- _Exercise task_
Reproduce the line containing "the pony's forelock" exactly, along with each line after it through the end of the data; pictures are left out.

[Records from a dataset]
%%

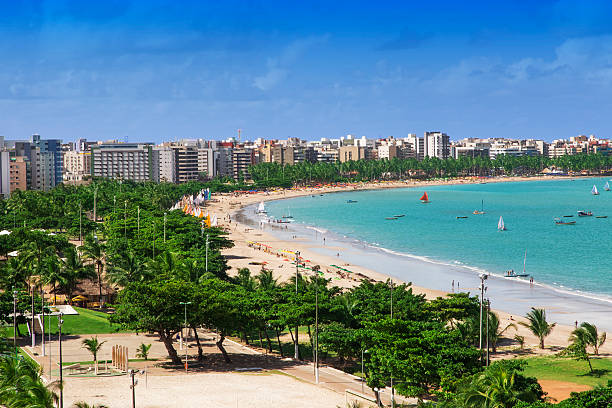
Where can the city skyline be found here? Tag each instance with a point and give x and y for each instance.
(156, 71)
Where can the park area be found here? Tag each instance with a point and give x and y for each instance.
(254, 378)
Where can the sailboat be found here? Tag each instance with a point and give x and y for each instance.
(512, 274)
(500, 225)
(476, 212)
(261, 209)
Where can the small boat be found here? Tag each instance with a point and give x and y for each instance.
(261, 209)
(559, 221)
(500, 224)
(476, 212)
(512, 274)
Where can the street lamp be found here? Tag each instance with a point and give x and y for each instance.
(483, 277)
(132, 374)
(207, 253)
(15, 320)
(60, 321)
(362, 368)
(182, 341)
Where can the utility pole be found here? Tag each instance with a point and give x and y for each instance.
(95, 199)
(206, 252)
(483, 277)
(15, 320)
(297, 326)
(81, 223)
(125, 219)
(184, 342)
(42, 324)
(32, 327)
(60, 321)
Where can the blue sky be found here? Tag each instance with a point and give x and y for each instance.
(160, 70)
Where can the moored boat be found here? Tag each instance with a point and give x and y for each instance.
(500, 224)
(559, 221)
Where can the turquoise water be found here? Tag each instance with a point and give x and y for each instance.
(569, 257)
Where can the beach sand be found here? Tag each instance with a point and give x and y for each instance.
(247, 255)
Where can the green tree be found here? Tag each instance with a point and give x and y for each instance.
(93, 345)
(537, 324)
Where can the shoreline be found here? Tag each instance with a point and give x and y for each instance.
(242, 231)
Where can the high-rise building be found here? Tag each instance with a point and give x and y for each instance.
(124, 161)
(437, 144)
(18, 173)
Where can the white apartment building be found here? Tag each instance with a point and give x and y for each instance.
(124, 161)
(77, 164)
(437, 144)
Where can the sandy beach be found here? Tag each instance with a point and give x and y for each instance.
(256, 247)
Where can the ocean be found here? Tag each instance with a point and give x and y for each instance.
(430, 246)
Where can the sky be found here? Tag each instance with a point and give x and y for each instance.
(156, 70)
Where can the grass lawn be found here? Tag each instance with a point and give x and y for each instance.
(86, 322)
(570, 370)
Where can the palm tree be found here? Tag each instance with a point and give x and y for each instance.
(538, 325)
(73, 271)
(497, 387)
(93, 345)
(130, 269)
(52, 275)
(93, 250)
(588, 335)
(495, 331)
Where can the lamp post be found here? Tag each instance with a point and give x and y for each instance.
(81, 223)
(134, 383)
(185, 303)
(363, 368)
(483, 277)
(15, 320)
(206, 252)
(296, 350)
(125, 219)
(60, 321)
(42, 324)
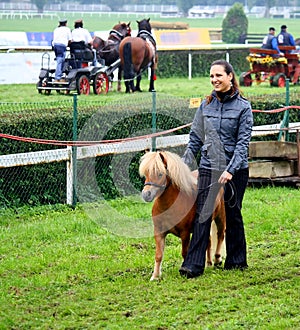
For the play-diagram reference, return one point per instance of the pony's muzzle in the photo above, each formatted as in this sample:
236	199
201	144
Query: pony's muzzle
147	195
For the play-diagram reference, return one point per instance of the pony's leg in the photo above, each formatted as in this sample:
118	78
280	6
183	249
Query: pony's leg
119	79
138	82
208	253
221	228
152	75
159	252
127	85
185	242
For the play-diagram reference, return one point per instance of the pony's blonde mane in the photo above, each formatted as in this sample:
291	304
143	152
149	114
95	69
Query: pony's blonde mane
175	168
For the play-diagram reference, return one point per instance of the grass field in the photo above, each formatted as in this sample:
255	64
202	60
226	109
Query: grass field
106	22
181	87
60	269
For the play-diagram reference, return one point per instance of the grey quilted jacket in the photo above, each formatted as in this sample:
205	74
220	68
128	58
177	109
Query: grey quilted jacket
221	132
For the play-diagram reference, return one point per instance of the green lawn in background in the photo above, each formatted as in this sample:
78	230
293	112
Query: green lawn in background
105	22
60	269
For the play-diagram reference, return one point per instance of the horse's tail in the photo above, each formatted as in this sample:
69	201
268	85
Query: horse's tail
128	67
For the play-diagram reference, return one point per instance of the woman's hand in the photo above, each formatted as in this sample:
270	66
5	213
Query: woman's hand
225	176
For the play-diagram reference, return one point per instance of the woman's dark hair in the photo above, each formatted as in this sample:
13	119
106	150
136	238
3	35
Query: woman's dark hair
228	69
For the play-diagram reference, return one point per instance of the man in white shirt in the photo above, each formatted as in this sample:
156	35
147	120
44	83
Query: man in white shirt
80	34
61	39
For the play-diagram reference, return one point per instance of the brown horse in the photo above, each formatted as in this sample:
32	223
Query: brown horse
137	54
108	50
173	187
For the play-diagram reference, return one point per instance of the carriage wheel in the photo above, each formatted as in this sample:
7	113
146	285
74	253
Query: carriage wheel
44	83
101	83
245	79
83	85
278	80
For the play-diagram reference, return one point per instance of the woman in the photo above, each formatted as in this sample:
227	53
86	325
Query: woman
220	133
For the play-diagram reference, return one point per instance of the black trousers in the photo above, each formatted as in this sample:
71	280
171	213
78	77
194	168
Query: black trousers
208	188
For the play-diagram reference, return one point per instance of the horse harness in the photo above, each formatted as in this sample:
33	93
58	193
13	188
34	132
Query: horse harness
164	186
150	41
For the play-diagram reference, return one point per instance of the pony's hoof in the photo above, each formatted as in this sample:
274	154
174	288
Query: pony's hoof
155	278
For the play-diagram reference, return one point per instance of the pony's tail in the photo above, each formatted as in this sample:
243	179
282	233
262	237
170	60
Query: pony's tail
128	67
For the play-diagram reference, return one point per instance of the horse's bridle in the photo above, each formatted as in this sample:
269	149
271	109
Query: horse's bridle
164	186
160	186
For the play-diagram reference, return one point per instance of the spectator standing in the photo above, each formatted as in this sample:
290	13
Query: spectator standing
61	40
270	41
79	34
284	38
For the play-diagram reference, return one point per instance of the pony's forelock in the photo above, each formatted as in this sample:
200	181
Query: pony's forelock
177	170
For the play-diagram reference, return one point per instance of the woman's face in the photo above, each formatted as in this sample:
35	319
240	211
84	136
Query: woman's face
220	79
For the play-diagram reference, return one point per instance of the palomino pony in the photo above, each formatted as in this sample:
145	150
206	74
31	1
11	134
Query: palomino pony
137	54
173	187
108	50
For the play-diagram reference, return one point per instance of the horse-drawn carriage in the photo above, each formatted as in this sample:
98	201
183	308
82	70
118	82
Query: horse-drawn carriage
266	65
85	67
74	79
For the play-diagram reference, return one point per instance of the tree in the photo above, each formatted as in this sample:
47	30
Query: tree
235	24
40	4
185	5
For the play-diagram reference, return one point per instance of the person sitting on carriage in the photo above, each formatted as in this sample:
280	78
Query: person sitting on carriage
61	40
270	42
83	39
284	38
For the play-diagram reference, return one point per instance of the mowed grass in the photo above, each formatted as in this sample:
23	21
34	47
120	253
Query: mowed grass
60	269
104	22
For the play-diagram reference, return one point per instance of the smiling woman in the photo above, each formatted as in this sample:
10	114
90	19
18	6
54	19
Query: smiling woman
220	132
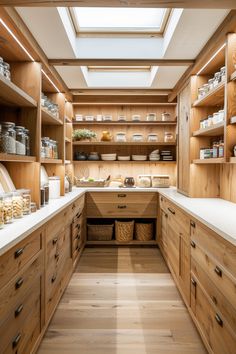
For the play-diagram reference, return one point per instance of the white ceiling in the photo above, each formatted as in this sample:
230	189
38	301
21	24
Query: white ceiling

%%

- _Written solution_
For the play-diagram reference, return one point per instance of the pony's forelock in the photo above, each formatted as in this sample:
200	181
Query: pony's forelock
177	170
For the play-diagram reference, return one point per instance of the woman's face in the photo above, each formatted as in this sample:
35	319
240	211
84	136
Query: woman's face
220	79
For the play-diagram reference, return one point per instance of the palomino pony in the photo above, each formatted as in this sample:
145	150
206	74
31	1
11	134
Query: palomino pony
137	54
173	187
108	50
For the play-diagram reference, return one point per instance of the horse-drawn carriage in the photo above, each formatted as in this sample:
98	201
183	308
82	70
118	82
Query: horse-drawn carriage
266	65
85	67
74	79
For the play-diagram reference, return one point per instance of the tree in the photo above, each formatted as in this sample:
47	30
Query: tree
235	24
40	4
185	5
For the play-diagram reference, return one point per instance of the person sitting on carriage in the photo above, each formatted as in this sample:
280	78
Query: person sitting on carriage
61	40
270	42
83	39
284	38
For the play-diagram reference, return one point per instance of the mowed grass in the photo above, each formatted as in this sample:
23	21
34	47
120	253
Query: mowed grass
60	269
104	22
For the play-diagram reference, return one point per instance of the smiling woman in the photo above, each formatted as in this sample:
10	114
90	19
18	6
54	19
Query: smiling woman
220	132
For the play-diagram reference, return one point per instance of the white ceiling in the photo above, each formatted as in this sample:
230	189
38	301
21	24
Query: white ceiling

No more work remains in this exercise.